TEXT FOR ANALYSIS:
......

Turkey sandwiches. Turkey soup. Roasted turkey. This year, Americans will consume roughly 245 million birds, with 46 million being prepared and presented on Thanksgiving. What we don’t eat will be repurposed into leftovers.
But there’s one part of the turkey that virtually no family will have on their table: the tail.
Despite our country’s obsession with fattening, dissecting, and searing turkeys, we almost inevitably pass up the fat-infused rear portion. According to Michael Carolan, professor of sociology and associate dean for research at the College for Liberal Arts at Colorado State University, that may have something to do with how Americans have traditionally perceived turkeys. Consumption was rare prior to World War II. When the birds were readily available, there was no demand for the tail because it had never been offered in the first place.
"Tails did and do not fit into what has become our culinary fascination with white meat," Carolan tells Mental Floss. "But also from a marketing processor standpoint, if the consumer was just going to throw the tail away, or will not miss it if it was omitted, saw an opportunity to make additional money."
Indeed, the fact that Americans didn't have a taste for tail didn't prevent the poultry industry from moving on. Tails were being routed to Pacific Island consumers in the 1950s. Rich in protein and fat—a turkey tail is really a gland that produces oil used for grooming—suppliers were able to make use of the unwanted portion. And once consumers were exposed to it, they couldn't get enough.
“By 2007,” according to Carolan, “the average Samoan was consuming more than 44 pounds of turkey tails every year.” Perhaps not coincidentally, Samoans also have alarmingly high obesity rates of 75 percent. In an effort to stave off contributing factors, importing tails to the Islands was banned from 2007 until 2013, when it was argued that doing so violated World Trade Organization rules.
With tradition going hand-in-hand with commerce, poultry suppliers don’t really have a reason to try and change domestic consumer appetites for the tails. In preparing his research into the missing treat, Carolan says he had to search high and low before finally finding a source of tails at a Whole Foods that was about to discard them. " can't expect the food to be accepted if people can't even find the piece!"
Unless the meat industry mounts a major campaign to shift American tastes, Thanksgiving will once again be filled with turkeys missing one of their juicier body parts.

......

Collected data:
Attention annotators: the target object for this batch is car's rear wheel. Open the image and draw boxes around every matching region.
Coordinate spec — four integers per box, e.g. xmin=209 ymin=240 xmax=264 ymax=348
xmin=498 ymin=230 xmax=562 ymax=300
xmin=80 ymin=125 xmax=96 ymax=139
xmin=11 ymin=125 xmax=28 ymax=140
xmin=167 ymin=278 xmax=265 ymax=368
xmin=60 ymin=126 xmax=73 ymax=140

......

WORK TO COMPLETE:
1. Answer these questions about the turkey tail article:
(a) How many turkeys does the article say Americans will consume this year?
(b) To which consumers were turkey tails being routed in the 1950s?
(c) From what year until what year was importing tails to the Islands banned?
2. Repeat the part of the turkey tail article starting with "But there’s one" and going on through "the first place.".

RESPONSES BY TASK:
1.
(a) Roughly 245 million
(b) Pacific Island consumers
(c) From 2007 until 2013

2.
But there’s one part of the turkey that virtually no family will have on their table: the tail.
Despite our country’s obsession with fattening, dissecting, and searing turkeys, we almost inevitably pass up the fat-infused rear portion. According to Michael Carolan, professor of sociology and associate dean for research at the College for Liberal Arts at Colorado State University, that may have something to do with how Americans have traditionally perceived turkeys. Consumption was rare prior to World War II. When the birds were readily available, there was no demand for the tail because it had never been offered in the first place.